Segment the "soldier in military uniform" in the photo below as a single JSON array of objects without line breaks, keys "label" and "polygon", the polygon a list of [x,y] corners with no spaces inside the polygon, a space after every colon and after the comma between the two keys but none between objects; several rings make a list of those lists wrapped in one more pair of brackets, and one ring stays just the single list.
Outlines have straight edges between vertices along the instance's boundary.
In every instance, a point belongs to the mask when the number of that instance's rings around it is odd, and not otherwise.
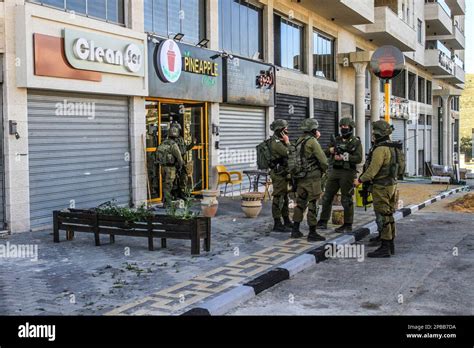
[{"label": "soldier in military uniform", "polygon": [[[394,239],[396,226],[393,214],[396,210],[395,193],[397,190],[397,174],[393,172],[395,149],[390,147],[392,127],[385,121],[372,124],[372,140],[374,145],[365,164],[365,171],[356,179],[356,186],[364,182],[372,184],[372,198],[377,225],[382,232],[381,246],[367,254],[367,257],[390,257],[395,253]],[[384,146],[385,145],[385,146]]]},{"label": "soldier in military uniform", "polygon": [[329,157],[329,174],[322,199],[322,211],[317,227],[327,229],[334,196],[341,190],[341,203],[344,207],[344,224],[336,232],[352,231],[354,220],[354,179],[357,176],[357,164],[362,162],[362,144],[354,136],[355,123],[351,118],[339,122],[341,135],[336,142],[331,141],[326,155]]},{"label": "soldier in military uniform", "polygon": [[168,133],[168,139],[165,140],[170,143],[170,155],[174,159],[174,163],[164,165],[161,167],[161,174],[163,177],[163,202],[167,206],[170,200],[176,199],[173,195],[173,186],[176,181],[176,174],[180,172],[184,166],[183,156],[181,155],[177,139],[179,137],[179,129],[171,127]]},{"label": "soldier in military uniform", "polygon": [[[272,215],[275,221],[273,231],[291,232],[293,223],[289,218],[288,210],[288,122],[275,120],[270,129],[273,136],[270,142],[271,170],[270,177],[273,184]],[[283,217],[283,222],[281,218]]]},{"label": "soldier in military uniform", "polygon": [[191,144],[186,144],[186,141],[184,140],[183,136],[181,135],[181,132],[182,132],[182,127],[179,123],[173,123],[171,124],[171,128],[176,128],[178,129],[178,134],[179,136],[175,139],[178,147],[179,147],[179,151],[181,153],[181,157],[183,158],[183,161],[184,161],[184,165],[182,167],[182,169],[180,171],[177,172],[177,177],[176,177],[176,196],[180,197],[180,198],[185,198],[185,195],[186,195],[186,191],[188,190],[188,182],[189,182],[189,178],[188,178],[188,171],[187,171],[187,168],[186,168],[186,164],[188,163],[187,161],[187,153],[188,151],[190,151],[193,147],[194,147],[194,142],[192,142]]},{"label": "soldier in military uniform", "polygon": [[295,180],[296,183],[296,207],[293,214],[293,231],[291,238],[301,238],[303,234],[300,231],[300,224],[303,221],[303,215],[308,208],[307,220],[309,226],[308,241],[326,240],[316,232],[318,217],[318,199],[321,196],[321,177],[328,168],[328,159],[324,154],[318,138],[318,121],[312,118],[302,122],[300,129],[304,135],[298,138],[296,146],[301,144],[301,156],[304,157],[306,168],[304,176]]}]

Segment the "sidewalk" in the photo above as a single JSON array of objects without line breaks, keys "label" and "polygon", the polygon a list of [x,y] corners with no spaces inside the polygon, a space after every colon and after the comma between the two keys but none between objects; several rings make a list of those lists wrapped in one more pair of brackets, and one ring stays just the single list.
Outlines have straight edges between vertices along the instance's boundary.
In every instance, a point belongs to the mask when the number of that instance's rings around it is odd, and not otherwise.
[{"label": "sidewalk", "polygon": [[[432,187],[433,192],[444,189]],[[373,220],[372,209],[357,208],[355,215],[354,227]],[[239,199],[220,198],[212,224],[212,251],[200,256],[191,256],[189,242],[179,240],[150,252],[142,238],[117,237],[114,245],[95,247],[84,234],[60,244],[52,242],[51,232],[9,236],[0,242],[37,244],[39,258],[2,259],[0,314],[179,314],[318,245],[270,233],[271,202],[257,219],[247,219]]]}]

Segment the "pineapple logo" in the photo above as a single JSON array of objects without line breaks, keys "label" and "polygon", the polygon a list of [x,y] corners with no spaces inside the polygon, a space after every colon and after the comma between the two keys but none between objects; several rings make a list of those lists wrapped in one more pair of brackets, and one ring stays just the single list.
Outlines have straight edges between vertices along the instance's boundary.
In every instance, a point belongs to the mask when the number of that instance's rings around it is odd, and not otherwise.
[{"label": "pineapple logo", "polygon": [[174,40],[165,40],[158,49],[158,73],[163,82],[175,83],[183,72],[183,58]]}]

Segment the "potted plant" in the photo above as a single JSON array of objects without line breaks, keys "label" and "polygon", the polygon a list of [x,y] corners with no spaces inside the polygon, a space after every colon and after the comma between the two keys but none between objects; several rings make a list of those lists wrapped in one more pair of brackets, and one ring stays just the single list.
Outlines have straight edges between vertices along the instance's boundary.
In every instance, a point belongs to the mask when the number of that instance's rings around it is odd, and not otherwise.
[{"label": "potted plant", "polygon": [[242,193],[241,208],[248,218],[256,218],[262,211],[263,193],[248,192]]},{"label": "potted plant", "polygon": [[217,200],[218,190],[203,190],[201,199],[201,212],[203,216],[214,217],[219,207],[219,201]]}]

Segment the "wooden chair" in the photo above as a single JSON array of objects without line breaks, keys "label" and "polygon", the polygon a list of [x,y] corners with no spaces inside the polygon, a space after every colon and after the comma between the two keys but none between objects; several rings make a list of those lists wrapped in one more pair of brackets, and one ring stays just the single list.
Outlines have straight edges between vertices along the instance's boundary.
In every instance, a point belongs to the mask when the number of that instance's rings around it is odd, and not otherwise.
[{"label": "wooden chair", "polygon": [[[227,185],[232,185],[232,199],[234,199],[234,185],[240,186],[240,194],[242,194],[242,173],[241,172],[229,172],[225,166],[216,166],[218,179],[217,187],[225,184],[224,197],[227,194]],[[232,175],[237,175],[237,178],[232,178]]]}]

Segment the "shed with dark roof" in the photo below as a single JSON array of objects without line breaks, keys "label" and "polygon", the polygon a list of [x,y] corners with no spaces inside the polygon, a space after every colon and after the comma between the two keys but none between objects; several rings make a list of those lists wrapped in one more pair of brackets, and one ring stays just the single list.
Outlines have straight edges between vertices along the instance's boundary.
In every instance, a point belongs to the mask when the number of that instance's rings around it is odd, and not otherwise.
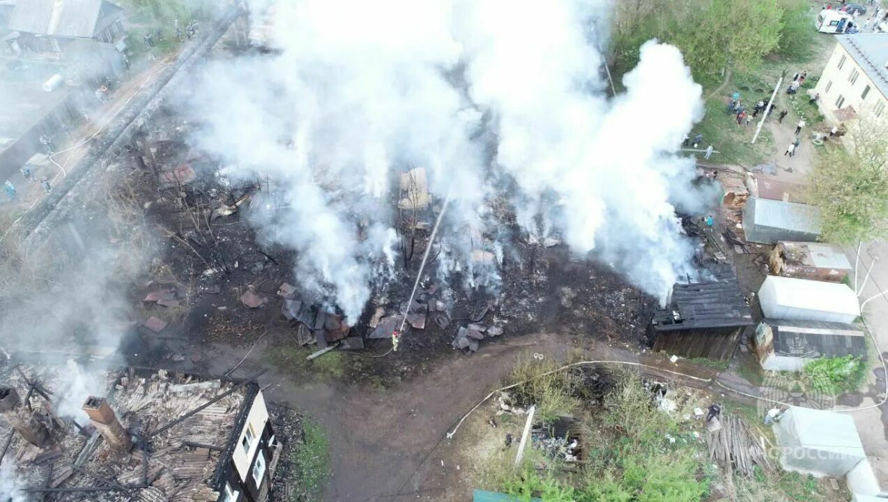
[{"label": "shed with dark roof", "polygon": [[743,208],[743,233],[747,241],[763,244],[813,243],[821,235],[821,211],[808,204],[749,197]]},{"label": "shed with dark roof", "polygon": [[820,357],[867,356],[865,333],[844,323],[765,319],[754,341],[762,368],[772,371],[801,371]]},{"label": "shed with dark roof", "polygon": [[707,282],[676,283],[670,304],[654,312],[648,336],[656,351],[727,361],[751,325],[752,310],[733,268],[722,265]]}]

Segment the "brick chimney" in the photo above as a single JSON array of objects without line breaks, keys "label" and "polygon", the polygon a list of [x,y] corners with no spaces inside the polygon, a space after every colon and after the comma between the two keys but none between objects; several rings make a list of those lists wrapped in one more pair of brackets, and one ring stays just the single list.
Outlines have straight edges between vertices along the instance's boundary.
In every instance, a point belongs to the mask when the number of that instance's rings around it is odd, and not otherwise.
[{"label": "brick chimney", "polygon": [[40,420],[36,411],[21,406],[21,399],[14,388],[0,386],[0,413],[28,442],[40,447],[52,442],[46,424]]},{"label": "brick chimney", "polygon": [[129,451],[132,448],[132,439],[115,415],[111,405],[103,397],[90,396],[83,402],[83,411],[90,416],[90,421],[102,434],[111,448],[118,451]]}]

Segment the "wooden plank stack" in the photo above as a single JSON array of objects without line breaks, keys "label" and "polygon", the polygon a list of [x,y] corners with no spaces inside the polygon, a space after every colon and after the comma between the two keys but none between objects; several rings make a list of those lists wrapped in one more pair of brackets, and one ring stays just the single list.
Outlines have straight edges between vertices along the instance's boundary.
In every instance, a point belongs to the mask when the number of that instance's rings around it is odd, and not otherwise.
[{"label": "wooden plank stack", "polygon": [[756,466],[771,469],[764,445],[746,422],[734,415],[722,415],[720,420],[721,428],[706,435],[710,459],[746,477],[752,477]]}]

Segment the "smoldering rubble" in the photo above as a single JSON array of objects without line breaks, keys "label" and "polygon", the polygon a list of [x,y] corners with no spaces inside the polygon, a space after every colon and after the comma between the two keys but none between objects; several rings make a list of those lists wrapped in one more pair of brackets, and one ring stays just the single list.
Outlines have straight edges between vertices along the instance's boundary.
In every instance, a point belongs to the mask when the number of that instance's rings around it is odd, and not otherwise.
[{"label": "smoldering rubble", "polygon": [[608,97],[591,24],[605,4],[278,3],[263,27],[274,50],[208,65],[179,106],[227,176],[274,180],[276,211],[251,217],[260,239],[297,251],[300,286],[350,323],[373,282],[397,274],[403,211],[386,203],[416,167],[432,211],[448,203],[440,276],[496,293],[517,232],[563,241],[663,301],[697,275],[676,211],[713,199],[677,155],[701,87],[676,48],[652,41]]}]

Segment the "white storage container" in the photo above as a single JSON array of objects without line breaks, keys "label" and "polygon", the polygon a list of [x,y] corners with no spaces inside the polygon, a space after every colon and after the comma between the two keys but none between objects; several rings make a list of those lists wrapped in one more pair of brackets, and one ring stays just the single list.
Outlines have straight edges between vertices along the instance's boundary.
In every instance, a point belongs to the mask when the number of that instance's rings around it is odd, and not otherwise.
[{"label": "white storage container", "polygon": [[768,275],[758,301],[771,319],[853,323],[860,315],[854,291],[836,283]]}]

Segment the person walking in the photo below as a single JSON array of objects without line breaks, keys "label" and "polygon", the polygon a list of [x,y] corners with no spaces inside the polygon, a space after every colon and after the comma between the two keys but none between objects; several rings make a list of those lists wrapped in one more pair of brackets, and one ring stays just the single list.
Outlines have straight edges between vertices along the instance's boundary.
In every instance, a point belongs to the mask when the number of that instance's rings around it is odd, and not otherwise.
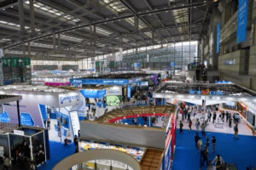
[{"label": "person walking", "polygon": [[201,162],[201,166],[205,167],[205,162],[207,162],[207,162],[208,162],[208,157],[207,157],[207,146],[205,147],[205,150],[202,151],[202,157],[203,157],[203,161]]},{"label": "person walking", "polygon": [[224,110],[221,113],[221,119],[222,119],[222,122],[224,122],[224,120],[225,120],[225,112]]},{"label": "person walking", "polygon": [[183,124],[182,122],[180,121],[180,122],[179,122],[179,133],[182,133],[183,132]]},{"label": "person walking", "polygon": [[229,112],[228,111],[226,111],[226,122],[229,122]]},{"label": "person walking", "polygon": [[238,124],[237,123],[234,127],[234,131],[235,131],[234,138],[236,139],[239,139],[237,137],[238,136]]},{"label": "person walking", "polygon": [[191,119],[189,119],[189,127],[190,131],[191,131],[191,130],[192,130],[192,128],[191,128],[191,127],[192,127],[192,121],[191,121]]},{"label": "person walking", "polygon": [[209,145],[210,145],[210,142],[209,142],[209,139],[208,139],[208,137],[207,136],[207,141],[206,141],[206,144],[205,144],[205,147],[206,147],[206,149],[207,149],[207,154],[209,153]]},{"label": "person walking", "polygon": [[212,138],[212,151],[214,153],[216,150],[216,139],[214,136]]},{"label": "person walking", "polygon": [[202,150],[202,141],[200,137],[197,142],[197,148],[198,148],[198,155],[199,155]]},{"label": "person walking", "polygon": [[212,113],[211,111],[208,111],[208,122],[211,122],[211,118],[212,118]]},{"label": "person walking", "polygon": [[235,115],[235,123],[238,123],[238,114]]},{"label": "person walking", "polygon": [[190,120],[190,111],[188,112],[187,122],[189,122],[189,120]]},{"label": "person walking", "polygon": [[216,169],[217,170],[219,169],[219,168],[221,168],[222,164],[224,163],[223,158],[219,155],[218,155],[214,158],[214,160],[212,161],[212,164],[213,165],[215,162],[216,162]]},{"label": "person walking", "polygon": [[11,158],[8,157],[7,154],[3,154],[3,169],[9,169],[11,167]]},{"label": "person walking", "polygon": [[206,125],[205,125],[205,123],[201,124],[201,135],[206,136]]},{"label": "person walking", "polygon": [[185,120],[187,120],[187,116],[188,116],[188,110],[187,109],[184,110],[184,114],[185,114]]},{"label": "person walking", "polygon": [[47,128],[48,128],[48,130],[50,130],[50,120],[49,120],[49,118],[48,118],[48,120],[47,120]]},{"label": "person walking", "polygon": [[229,128],[232,128],[232,117],[230,113],[229,115]]},{"label": "person walking", "polygon": [[200,139],[200,137],[199,137],[198,133],[195,133],[195,147],[196,147],[196,148],[198,148],[197,144],[198,144],[199,139]]},{"label": "person walking", "polygon": [[216,117],[217,117],[216,111],[214,111],[213,117],[212,117],[213,118],[213,122],[212,122],[213,123],[214,123],[214,121],[216,120]]},{"label": "person walking", "polygon": [[199,126],[200,126],[199,119],[196,119],[195,127],[197,131],[199,131]]},{"label": "person walking", "polygon": [[185,121],[185,113],[184,110],[182,110],[182,122]]},{"label": "person walking", "polygon": [[75,153],[79,152],[79,139],[78,136],[75,135],[74,139],[73,139],[73,143],[75,144]]}]

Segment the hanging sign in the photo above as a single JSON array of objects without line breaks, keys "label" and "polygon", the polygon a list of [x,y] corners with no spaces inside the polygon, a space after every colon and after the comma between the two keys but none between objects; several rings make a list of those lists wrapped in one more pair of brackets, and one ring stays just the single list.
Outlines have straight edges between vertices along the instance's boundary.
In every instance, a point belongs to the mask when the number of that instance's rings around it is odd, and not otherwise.
[{"label": "hanging sign", "polygon": [[14,133],[18,135],[25,135],[24,131],[22,130],[14,130]]}]

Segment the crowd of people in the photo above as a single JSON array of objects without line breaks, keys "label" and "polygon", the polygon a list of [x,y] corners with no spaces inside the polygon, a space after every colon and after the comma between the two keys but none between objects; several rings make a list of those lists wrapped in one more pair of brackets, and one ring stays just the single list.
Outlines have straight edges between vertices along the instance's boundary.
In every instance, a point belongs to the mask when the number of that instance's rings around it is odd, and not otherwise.
[{"label": "crowd of people", "polygon": [[[212,114],[213,112],[213,114]],[[195,126],[196,128],[196,131],[201,131],[202,136],[206,136],[206,128],[208,123],[211,123],[212,120],[212,123],[216,122],[222,122],[222,123],[228,123],[229,128],[234,128],[234,138],[236,139],[238,139],[238,123],[240,122],[240,116],[238,113],[229,113],[228,111],[221,111],[219,112],[218,107],[215,106],[215,109],[213,108],[208,108],[207,110],[207,118],[205,116],[204,111],[202,111],[202,108],[201,106],[197,105],[184,105],[181,104],[177,110],[177,117],[178,119],[178,115],[182,116],[181,121],[180,121],[180,133],[183,133],[183,122],[188,123],[189,130],[192,130],[192,125],[193,122],[191,120],[191,117],[195,117],[197,115],[201,116],[202,121],[200,121],[199,118],[196,118],[195,122]],[[233,126],[232,126],[233,125]]]},{"label": "crowd of people", "polygon": [[[238,139],[238,123],[240,122],[240,116],[238,113],[231,114],[229,111],[219,111],[218,107],[215,106],[214,108],[208,108],[207,112],[204,113],[203,109],[201,106],[197,105],[185,105],[183,104],[179,105],[178,109],[177,110],[177,117],[178,119],[178,116],[182,117],[179,119],[179,133],[183,133],[183,123],[187,123],[189,125],[189,131],[192,130],[193,122],[191,120],[192,117],[195,117],[195,125],[197,132],[201,132],[201,136],[206,137],[206,144],[203,144],[203,142],[201,137],[196,133],[195,136],[195,147],[198,150],[198,155],[201,156],[201,166],[205,166],[205,162],[207,162],[207,166],[216,165],[216,169],[223,169],[225,166],[223,158],[218,155],[212,162],[208,160],[209,156],[209,146],[212,142],[212,152],[214,153],[216,150],[217,139],[214,136],[212,137],[212,140],[207,136],[206,136],[206,127],[209,123],[228,123],[229,128],[234,128],[234,138]],[[197,118],[201,117],[201,118]],[[200,120],[201,119],[201,120]],[[202,138],[201,137],[201,138]]]}]

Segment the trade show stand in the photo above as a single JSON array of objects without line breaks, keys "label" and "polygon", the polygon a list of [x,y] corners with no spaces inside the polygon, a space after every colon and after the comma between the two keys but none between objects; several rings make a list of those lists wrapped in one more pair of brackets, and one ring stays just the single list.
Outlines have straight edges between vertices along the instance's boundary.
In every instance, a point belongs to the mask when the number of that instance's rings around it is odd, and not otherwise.
[{"label": "trade show stand", "polygon": [[[17,152],[22,155],[17,155]],[[41,164],[49,159],[48,129],[21,126],[1,134],[0,156],[3,154],[13,158],[14,166],[22,164],[26,167],[31,162]],[[20,160],[23,160],[22,162]]]},{"label": "trade show stand", "polygon": [[[96,149],[119,150],[137,158],[142,169],[171,169],[176,145],[177,122],[175,114],[166,112],[172,110],[175,107],[140,106],[132,110],[118,109],[106,113],[96,122],[82,121],[79,151]],[[150,110],[155,111],[153,113],[154,116],[169,115],[166,128],[113,123],[122,118],[146,116],[146,112]],[[96,133],[94,129],[97,129]]]},{"label": "trade show stand", "polygon": [[[20,101],[21,125],[47,128],[48,120],[53,122],[52,118],[56,118],[55,124],[58,124],[58,121],[60,122],[63,121],[58,130],[64,135],[68,134],[68,131],[71,132],[69,133],[71,136],[77,134],[79,128],[74,125],[78,124],[79,120],[77,120],[78,116],[74,116],[74,115],[78,115],[79,110],[81,99],[79,92],[48,86],[9,85],[1,87],[0,93],[22,96],[23,99]],[[16,107],[16,104],[13,102],[3,105],[3,111],[9,116],[8,120],[9,123],[18,120],[14,107]],[[57,114],[59,112],[61,114]],[[49,128],[55,129],[54,127]],[[51,132],[50,130],[50,136]]]}]

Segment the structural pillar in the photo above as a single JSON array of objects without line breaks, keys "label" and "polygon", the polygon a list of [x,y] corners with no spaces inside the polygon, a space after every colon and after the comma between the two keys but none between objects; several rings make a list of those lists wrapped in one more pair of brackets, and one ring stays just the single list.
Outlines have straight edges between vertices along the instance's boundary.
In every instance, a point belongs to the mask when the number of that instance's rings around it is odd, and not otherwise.
[{"label": "structural pillar", "polygon": [[56,50],[56,37],[55,37],[55,31],[53,32],[52,41],[53,41],[54,50]]},{"label": "structural pillar", "polygon": [[20,127],[20,101],[17,100],[17,113],[18,113],[18,124],[19,124],[19,127]]},{"label": "structural pillar", "polygon": [[59,49],[59,52],[61,51],[61,34],[58,34],[58,49]]},{"label": "structural pillar", "polygon": [[34,13],[34,0],[29,0],[29,7],[30,7],[30,29],[31,34],[35,34],[35,13]]}]

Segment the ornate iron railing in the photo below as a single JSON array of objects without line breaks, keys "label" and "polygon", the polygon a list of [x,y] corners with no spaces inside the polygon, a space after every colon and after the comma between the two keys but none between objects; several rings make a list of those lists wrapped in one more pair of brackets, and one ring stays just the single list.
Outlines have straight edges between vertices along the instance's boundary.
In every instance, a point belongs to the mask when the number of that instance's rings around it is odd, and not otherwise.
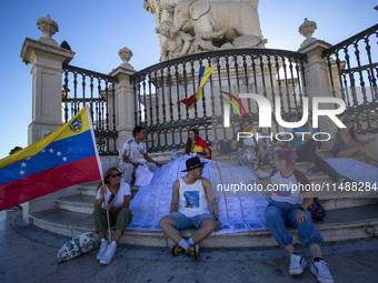
[{"label": "ornate iron railing", "polygon": [[117,78],[63,64],[63,121],[89,105],[100,155],[118,155],[116,140],[115,83]]},{"label": "ornate iron railing", "polygon": [[378,24],[322,52],[328,61],[332,95],[341,94],[347,104],[345,114],[357,120],[361,134],[378,133],[377,39]]},{"label": "ornate iron railing", "polygon": [[[270,49],[232,49],[196,53],[171,59],[131,77],[136,99],[136,124],[145,124],[149,133],[149,151],[182,149],[188,133],[195,127],[212,146],[230,140],[240,128],[240,117],[231,108],[230,127],[225,128],[222,92],[262,94],[273,108],[279,101],[282,118],[292,110],[300,110],[306,95],[304,63],[306,54]],[[199,67],[213,67],[203,94],[192,109],[181,100],[189,99],[198,88]],[[258,105],[249,98],[240,99],[248,118],[258,121]],[[279,132],[279,125],[265,132]]]}]

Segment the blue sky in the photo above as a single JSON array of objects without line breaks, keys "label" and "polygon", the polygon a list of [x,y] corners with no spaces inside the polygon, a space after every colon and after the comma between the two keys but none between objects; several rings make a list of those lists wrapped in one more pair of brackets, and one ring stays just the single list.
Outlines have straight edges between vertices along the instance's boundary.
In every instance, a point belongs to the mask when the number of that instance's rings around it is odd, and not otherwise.
[{"label": "blue sky", "polygon": [[[305,40],[298,32],[305,18],[316,21],[314,37],[336,44],[376,24],[377,0],[260,0],[261,30],[267,48],[296,51]],[[14,0],[0,3],[0,159],[16,145],[28,145],[31,122],[31,65],[20,58],[24,38],[42,33],[37,19],[50,14],[59,24],[53,39],[68,41],[76,52],[72,65],[109,73],[128,47],[130,63],[139,71],[159,62],[155,16],[142,0]]]}]

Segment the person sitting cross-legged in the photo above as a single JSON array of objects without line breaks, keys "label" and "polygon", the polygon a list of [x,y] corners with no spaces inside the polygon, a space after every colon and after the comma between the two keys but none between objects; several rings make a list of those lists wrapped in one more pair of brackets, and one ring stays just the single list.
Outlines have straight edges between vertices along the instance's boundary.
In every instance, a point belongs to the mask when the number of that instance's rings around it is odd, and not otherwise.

---

§ TASK INSTRUCTIONS
Extract the closing run of lines, starting with the one containing "Segment the person sitting" and ending at the last, exactly as written.

§ RESULT
Segment the person sitting cross-legged in the photo above as a single JSON array of objects without line breaks, keys "label" and "polygon", the polygon a list of [x,y] corners with no spaces inside the polygon, a space after every colon and after the comma between the two keys but none between objects; several rings make a list of those lists wrapped in one more pair of brackets, and one ring stays just the single list.
Outlines have straight edges between vertices along the instance's boundary.
In every instance, a point belongs to the mask when the number of that instance's rings around it is odd, and not otherwise.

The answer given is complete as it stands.